[start RECORDS FOR THE TASK]

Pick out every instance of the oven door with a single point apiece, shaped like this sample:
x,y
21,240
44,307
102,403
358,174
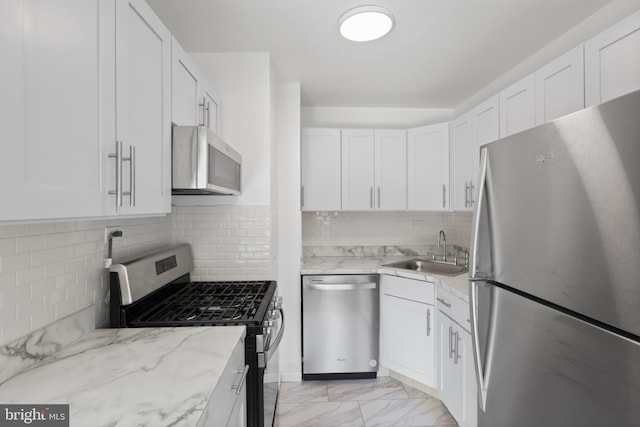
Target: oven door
x,y
271,379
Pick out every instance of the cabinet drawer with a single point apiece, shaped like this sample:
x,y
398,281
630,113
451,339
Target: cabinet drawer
x,y
453,306
410,289
224,396
446,301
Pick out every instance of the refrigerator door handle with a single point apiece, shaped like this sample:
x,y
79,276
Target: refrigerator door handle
x,y
477,358
473,265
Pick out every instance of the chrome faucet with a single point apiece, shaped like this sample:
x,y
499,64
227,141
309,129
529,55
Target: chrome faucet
x,y
442,241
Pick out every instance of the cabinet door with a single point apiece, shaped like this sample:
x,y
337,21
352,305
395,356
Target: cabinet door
x,y
559,86
517,112
50,107
210,108
463,164
320,169
612,61
428,168
448,374
143,110
485,121
409,339
390,170
469,413
357,169
185,88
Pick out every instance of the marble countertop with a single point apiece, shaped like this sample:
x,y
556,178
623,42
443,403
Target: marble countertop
x,y
130,377
374,265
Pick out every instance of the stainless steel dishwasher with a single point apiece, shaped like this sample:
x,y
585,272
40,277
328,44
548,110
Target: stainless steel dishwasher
x,y
340,324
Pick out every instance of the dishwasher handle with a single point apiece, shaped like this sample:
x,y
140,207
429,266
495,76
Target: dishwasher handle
x,y
342,286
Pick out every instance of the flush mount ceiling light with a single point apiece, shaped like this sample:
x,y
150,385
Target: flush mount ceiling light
x,y
365,23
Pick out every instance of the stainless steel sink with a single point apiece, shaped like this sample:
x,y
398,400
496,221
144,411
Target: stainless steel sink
x,y
423,265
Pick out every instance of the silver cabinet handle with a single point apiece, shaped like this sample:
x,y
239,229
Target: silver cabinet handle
x,y
119,159
132,173
471,200
342,286
444,302
456,355
238,388
132,176
208,114
444,195
466,194
202,105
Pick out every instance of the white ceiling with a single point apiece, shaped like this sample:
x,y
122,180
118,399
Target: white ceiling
x,y
439,53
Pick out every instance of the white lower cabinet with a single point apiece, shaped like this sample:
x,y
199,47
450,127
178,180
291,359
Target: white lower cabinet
x,y
228,402
407,328
456,375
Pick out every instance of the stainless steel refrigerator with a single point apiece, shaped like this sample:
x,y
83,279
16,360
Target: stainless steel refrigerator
x,y
555,273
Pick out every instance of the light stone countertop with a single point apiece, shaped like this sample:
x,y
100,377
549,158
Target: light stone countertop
x,y
130,377
374,265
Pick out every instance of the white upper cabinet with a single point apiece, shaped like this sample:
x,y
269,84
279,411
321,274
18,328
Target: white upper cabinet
x,y
186,80
193,101
55,57
391,169
463,163
358,169
320,168
612,61
428,168
485,122
559,86
143,109
517,112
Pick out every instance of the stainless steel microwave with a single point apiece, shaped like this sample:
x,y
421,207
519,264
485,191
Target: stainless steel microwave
x,y
202,163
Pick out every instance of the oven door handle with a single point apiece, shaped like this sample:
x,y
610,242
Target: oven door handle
x,y
273,346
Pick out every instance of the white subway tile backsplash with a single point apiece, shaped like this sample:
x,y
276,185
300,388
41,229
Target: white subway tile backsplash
x,y
15,262
225,240
384,228
51,270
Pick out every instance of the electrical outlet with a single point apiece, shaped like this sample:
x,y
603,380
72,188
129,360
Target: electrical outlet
x,y
110,229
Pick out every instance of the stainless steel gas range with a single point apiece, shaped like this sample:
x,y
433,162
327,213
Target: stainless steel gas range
x,y
155,290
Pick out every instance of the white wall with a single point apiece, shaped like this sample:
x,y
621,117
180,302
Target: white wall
x,y
342,117
289,224
243,83
593,25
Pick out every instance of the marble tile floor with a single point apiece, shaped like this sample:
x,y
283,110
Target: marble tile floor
x,y
380,402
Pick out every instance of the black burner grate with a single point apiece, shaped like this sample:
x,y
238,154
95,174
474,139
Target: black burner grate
x,y
209,303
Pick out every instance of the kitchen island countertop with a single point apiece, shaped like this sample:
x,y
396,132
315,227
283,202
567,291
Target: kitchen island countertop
x,y
130,377
375,265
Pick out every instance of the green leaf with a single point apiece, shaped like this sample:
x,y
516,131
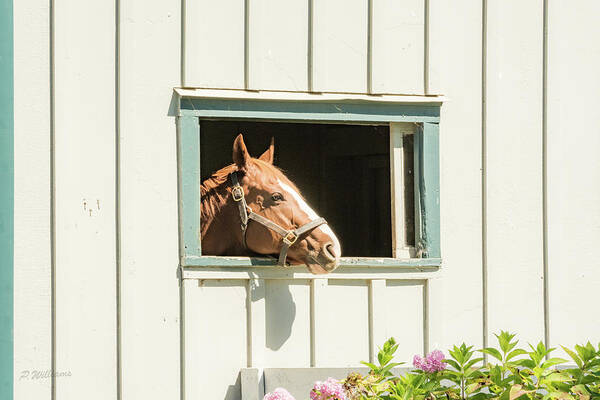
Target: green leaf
x,y
553,361
515,353
373,367
517,391
573,356
492,352
525,363
556,377
453,364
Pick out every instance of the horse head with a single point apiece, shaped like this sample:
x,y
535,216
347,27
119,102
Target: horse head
x,y
250,207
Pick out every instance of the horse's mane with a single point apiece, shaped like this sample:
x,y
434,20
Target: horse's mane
x,y
215,190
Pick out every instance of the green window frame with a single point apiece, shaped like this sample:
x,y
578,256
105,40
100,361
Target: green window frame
x,y
194,105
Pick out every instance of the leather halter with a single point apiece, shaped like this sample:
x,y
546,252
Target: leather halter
x,y
289,237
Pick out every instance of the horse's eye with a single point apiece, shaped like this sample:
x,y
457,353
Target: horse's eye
x,y
277,196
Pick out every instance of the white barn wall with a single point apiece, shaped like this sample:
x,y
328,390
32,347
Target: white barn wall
x,y
149,67
455,69
218,51
573,172
514,225
32,188
85,103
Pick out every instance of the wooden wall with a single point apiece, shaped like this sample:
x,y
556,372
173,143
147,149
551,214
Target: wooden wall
x,y
96,286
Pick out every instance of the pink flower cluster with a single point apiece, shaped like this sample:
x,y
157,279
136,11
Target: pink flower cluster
x,y
279,394
331,389
431,363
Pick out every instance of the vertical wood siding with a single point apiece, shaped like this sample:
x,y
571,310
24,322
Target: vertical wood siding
x,y
514,167
33,206
340,46
491,68
455,60
398,46
278,45
149,67
215,41
573,172
86,331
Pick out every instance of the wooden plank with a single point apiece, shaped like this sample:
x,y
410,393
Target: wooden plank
x,y
297,96
33,205
427,188
400,248
514,168
148,199
215,330
340,46
409,330
412,264
278,42
256,317
287,323
377,316
455,69
343,301
188,132
302,273
308,111
7,207
253,383
573,173
215,38
317,320
398,46
85,161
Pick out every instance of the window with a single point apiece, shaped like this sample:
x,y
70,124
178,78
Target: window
x,y
370,167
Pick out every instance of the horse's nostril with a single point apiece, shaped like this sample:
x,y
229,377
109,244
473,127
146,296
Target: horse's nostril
x,y
329,251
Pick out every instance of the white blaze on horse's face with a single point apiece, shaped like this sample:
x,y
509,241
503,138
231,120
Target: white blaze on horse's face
x,y
337,250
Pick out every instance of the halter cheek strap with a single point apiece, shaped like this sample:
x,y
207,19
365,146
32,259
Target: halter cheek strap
x,y
289,237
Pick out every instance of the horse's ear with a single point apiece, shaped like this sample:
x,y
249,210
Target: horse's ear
x,y
241,157
269,154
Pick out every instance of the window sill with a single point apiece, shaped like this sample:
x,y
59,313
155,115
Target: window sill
x,y
212,267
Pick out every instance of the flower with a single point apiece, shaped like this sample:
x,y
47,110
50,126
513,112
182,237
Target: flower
x,y
433,362
279,394
331,389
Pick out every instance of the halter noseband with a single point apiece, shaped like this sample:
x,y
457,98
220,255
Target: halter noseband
x,y
246,214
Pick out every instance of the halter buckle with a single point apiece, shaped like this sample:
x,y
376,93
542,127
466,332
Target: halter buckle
x,y
237,193
290,238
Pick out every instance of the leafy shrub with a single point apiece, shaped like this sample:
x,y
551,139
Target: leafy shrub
x,y
511,373
514,373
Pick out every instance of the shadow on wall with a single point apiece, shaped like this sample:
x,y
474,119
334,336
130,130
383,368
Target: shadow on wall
x,y
234,391
280,311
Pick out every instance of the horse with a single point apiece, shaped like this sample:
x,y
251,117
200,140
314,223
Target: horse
x,y
251,208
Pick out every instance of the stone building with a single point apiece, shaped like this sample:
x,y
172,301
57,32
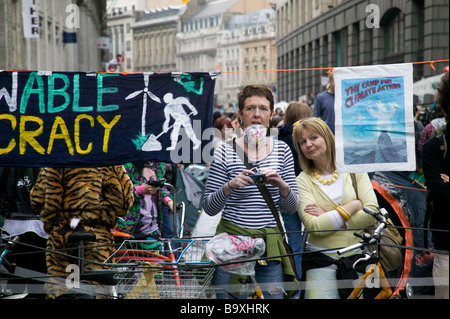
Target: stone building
x,y
65,38
209,36
358,32
154,35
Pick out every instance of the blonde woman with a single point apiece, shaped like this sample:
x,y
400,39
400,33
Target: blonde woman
x,y
328,205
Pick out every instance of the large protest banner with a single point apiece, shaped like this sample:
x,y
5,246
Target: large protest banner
x,y
374,118
75,119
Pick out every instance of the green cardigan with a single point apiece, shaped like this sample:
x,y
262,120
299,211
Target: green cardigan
x,y
310,192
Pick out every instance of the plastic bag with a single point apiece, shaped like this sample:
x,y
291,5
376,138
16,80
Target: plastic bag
x,y
225,248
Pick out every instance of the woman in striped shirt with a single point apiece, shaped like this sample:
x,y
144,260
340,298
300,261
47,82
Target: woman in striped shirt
x,y
244,211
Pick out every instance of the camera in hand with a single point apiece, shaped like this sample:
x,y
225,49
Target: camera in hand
x,y
258,178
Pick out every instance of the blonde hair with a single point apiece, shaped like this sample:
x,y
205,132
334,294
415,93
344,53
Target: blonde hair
x,y
330,88
296,111
317,126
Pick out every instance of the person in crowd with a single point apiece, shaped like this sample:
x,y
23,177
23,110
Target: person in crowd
x,y
436,170
21,220
329,204
223,131
232,191
324,104
276,121
294,112
236,125
145,220
79,199
436,123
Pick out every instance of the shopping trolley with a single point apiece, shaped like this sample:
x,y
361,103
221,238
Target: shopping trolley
x,y
174,270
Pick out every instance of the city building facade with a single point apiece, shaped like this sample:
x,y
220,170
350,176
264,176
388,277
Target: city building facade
x,y
358,32
63,35
226,34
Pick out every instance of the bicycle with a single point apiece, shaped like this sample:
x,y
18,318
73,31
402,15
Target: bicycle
x,y
374,272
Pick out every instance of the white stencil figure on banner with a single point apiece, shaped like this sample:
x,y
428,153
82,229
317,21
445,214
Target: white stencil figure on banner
x,y
385,151
139,141
174,108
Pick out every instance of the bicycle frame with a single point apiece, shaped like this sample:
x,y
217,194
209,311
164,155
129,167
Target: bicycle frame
x,y
386,291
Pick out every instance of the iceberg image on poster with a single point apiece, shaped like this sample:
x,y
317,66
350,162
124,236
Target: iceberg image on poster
x,y
374,125
374,120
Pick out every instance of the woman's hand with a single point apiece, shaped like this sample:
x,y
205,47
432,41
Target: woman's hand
x,y
274,179
241,180
149,189
314,210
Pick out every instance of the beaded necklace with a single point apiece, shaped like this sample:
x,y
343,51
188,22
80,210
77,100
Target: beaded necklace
x,y
326,181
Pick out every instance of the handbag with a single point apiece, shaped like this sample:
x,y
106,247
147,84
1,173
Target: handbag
x,y
268,198
390,257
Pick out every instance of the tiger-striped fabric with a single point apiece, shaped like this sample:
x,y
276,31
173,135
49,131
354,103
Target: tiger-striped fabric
x,y
97,196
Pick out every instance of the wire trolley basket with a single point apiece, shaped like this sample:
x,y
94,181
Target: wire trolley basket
x,y
164,269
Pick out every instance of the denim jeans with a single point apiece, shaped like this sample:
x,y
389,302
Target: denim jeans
x,y
269,277
293,226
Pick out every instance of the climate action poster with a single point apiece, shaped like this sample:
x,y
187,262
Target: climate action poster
x,y
70,119
374,118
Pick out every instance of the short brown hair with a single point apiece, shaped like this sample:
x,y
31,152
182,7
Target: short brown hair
x,y
255,90
296,111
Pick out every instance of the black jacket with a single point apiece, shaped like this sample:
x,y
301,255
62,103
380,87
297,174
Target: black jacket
x,y
15,186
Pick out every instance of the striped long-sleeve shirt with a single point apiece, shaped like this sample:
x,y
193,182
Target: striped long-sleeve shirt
x,y
245,206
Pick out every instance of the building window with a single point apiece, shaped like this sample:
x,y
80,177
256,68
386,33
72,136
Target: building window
x,y
393,23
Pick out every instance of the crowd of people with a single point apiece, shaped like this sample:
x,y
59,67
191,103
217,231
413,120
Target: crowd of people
x,y
297,158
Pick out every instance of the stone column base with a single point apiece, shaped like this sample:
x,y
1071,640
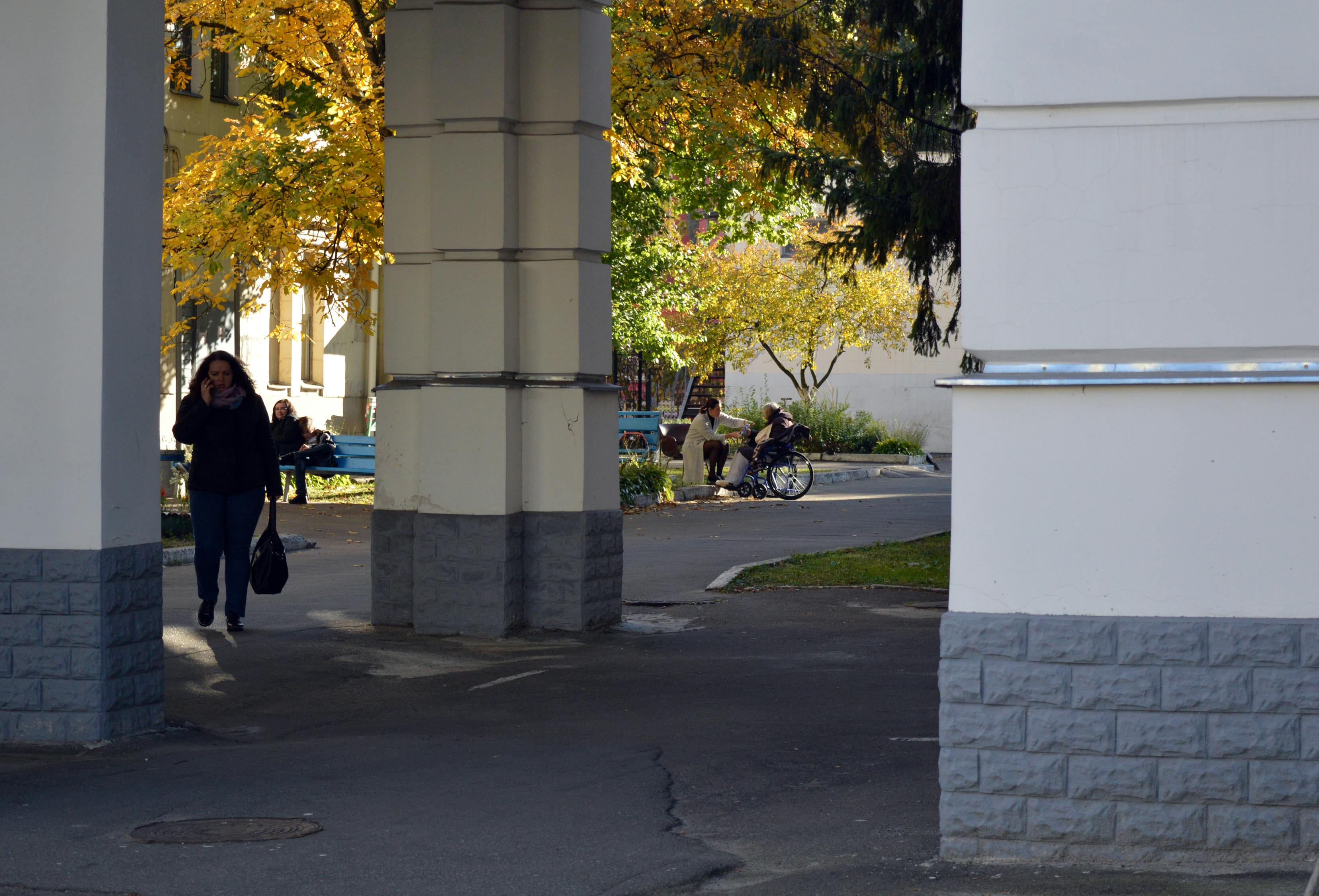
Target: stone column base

[end RECORDS FOR THE TASK]

_EXERCISE AIM_
Starting with the line that holds "Pick out every instance of the short", repeat exactly every line through the end of the material above, both ends included, without the pictures.

_TASK RESULT_
Pick out every instance of the short brown hair with a single point apiece, shaped like this sample:
x,y
31,152
182,7
Target: short brown hair
x,y
255,90
296,111
Pick out every instance of the black jacket with a single point apiece, shaped like this sample:
x,y
301,255
62,103
380,87
297,174
Target: black jacket
x,y
15,186
Pick out every instance of the striped long-sleeve shirt with a single point apiece, shaped like this sample:
x,y
193,182
Target: striped long-sleeve shirt
x,y
245,206
Pick out every instance of the building window with a single point apiece, shaped like this sample:
x,y
80,177
256,68
386,33
72,136
Target: building window
x,y
393,23
Pick out every instance of the crowd of people with a single point apiece, shaped like this sample:
x,y
59,67
191,103
217,231
413,120
Target: crowd of people
x,y
297,158
Pick out every instance of the stone column base with a single point apiece, shaped like this sample:
x,y
1071,640
Target: stone column base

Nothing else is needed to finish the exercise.